(Coordinate annotation entries)
-- Begin --
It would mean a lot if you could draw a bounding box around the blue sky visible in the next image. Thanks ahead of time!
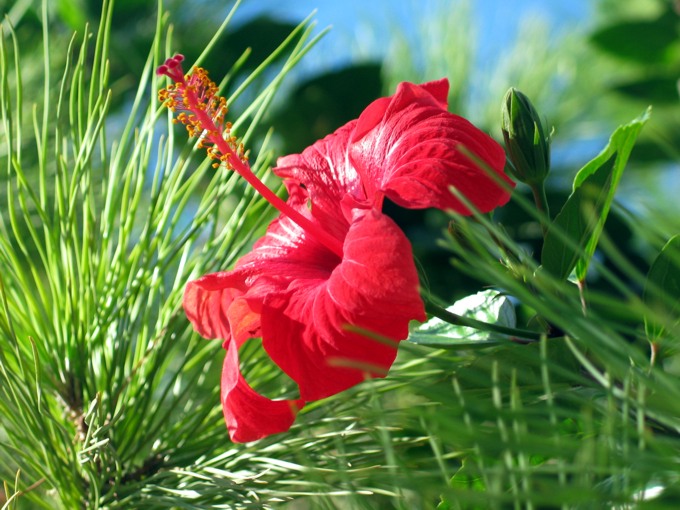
[232,0,592,77]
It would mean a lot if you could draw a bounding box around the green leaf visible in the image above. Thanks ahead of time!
[591,9,678,64]
[409,290,517,348]
[612,70,678,104]
[541,110,649,280]
[642,235,680,342]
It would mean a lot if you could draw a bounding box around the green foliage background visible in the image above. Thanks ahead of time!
[0,0,680,509]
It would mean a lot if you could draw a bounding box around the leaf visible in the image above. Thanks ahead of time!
[642,235,680,342]
[409,290,517,347]
[541,110,649,280]
[591,10,678,65]
[612,74,678,104]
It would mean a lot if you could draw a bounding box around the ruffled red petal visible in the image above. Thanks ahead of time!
[261,210,425,401]
[221,342,304,443]
[348,80,513,214]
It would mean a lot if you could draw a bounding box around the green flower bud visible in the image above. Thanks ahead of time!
[502,88,550,185]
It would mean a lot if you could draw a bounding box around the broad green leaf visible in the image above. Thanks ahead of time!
[541,110,649,280]
[643,235,680,342]
[591,9,678,64]
[409,290,516,347]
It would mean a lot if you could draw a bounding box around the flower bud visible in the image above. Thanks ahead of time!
[501,88,550,185]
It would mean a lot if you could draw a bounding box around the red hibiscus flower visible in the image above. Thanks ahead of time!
[159,53,511,442]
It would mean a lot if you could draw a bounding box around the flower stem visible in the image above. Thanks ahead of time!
[531,181,550,238]
[185,80,343,258]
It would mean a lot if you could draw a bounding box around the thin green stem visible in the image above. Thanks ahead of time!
[531,182,550,237]
[425,300,543,342]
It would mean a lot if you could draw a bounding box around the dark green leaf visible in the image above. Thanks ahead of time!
[591,10,678,64]
[643,235,680,342]
[612,72,680,104]
[541,110,649,280]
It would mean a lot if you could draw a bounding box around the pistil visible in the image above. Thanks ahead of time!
[157,54,343,258]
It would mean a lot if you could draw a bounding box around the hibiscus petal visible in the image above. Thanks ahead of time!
[261,209,425,401]
[349,80,513,214]
[182,272,250,341]
[221,342,304,443]
[273,121,366,238]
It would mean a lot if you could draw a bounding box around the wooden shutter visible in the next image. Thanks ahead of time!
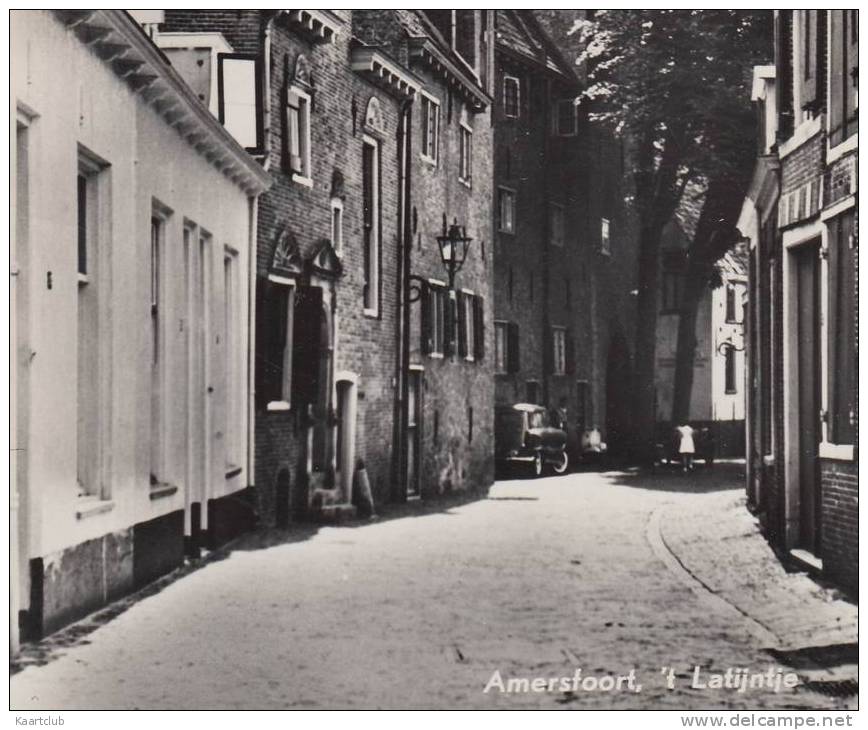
-- End --
Begin at the line that has "around the red" and stop after the line that has "[273,121,366,238]". Write out that stretch of rows again with the requests included, and increase every bounding box coordinate by 57.

Reply:
It would mean a lot if you could draw a bounding box around the red hibiscus flower visible in the image above. Thanks ahead of time!
[216,110,568,499]
It would mean a lot if you could draw a bounding box around the flower stem visible in the image above. Thanks ahead of time!
[588,238,607,295]
[242,137,400,315]
It would mean a lot if you could draw a bounding box around the thin green stem visible in the image above. Thanks ahead of time!
[588,239,607,294]
[482,357,600,399]
It would mean a lot if you could draw a bounding box around the dark green leaf visible in the image above. Thanks ahead of time!
[648,67,735,121]
[700,292,737,399]
[669,129,737,161]
[598,167,706,337]
It would mean a lot if you could draw a bounding box around the pistil visible in the image above. Thanks ahead of time!
[214,111,400,315]
It would mean a lot if you could draw a bounding box around the hibiscus petal visible in the image above. Thanks ahead of time!
[318,266,482,458]
[406,137,570,271]
[239,329,307,398]
[278,399,361,500]
[330,178,423,295]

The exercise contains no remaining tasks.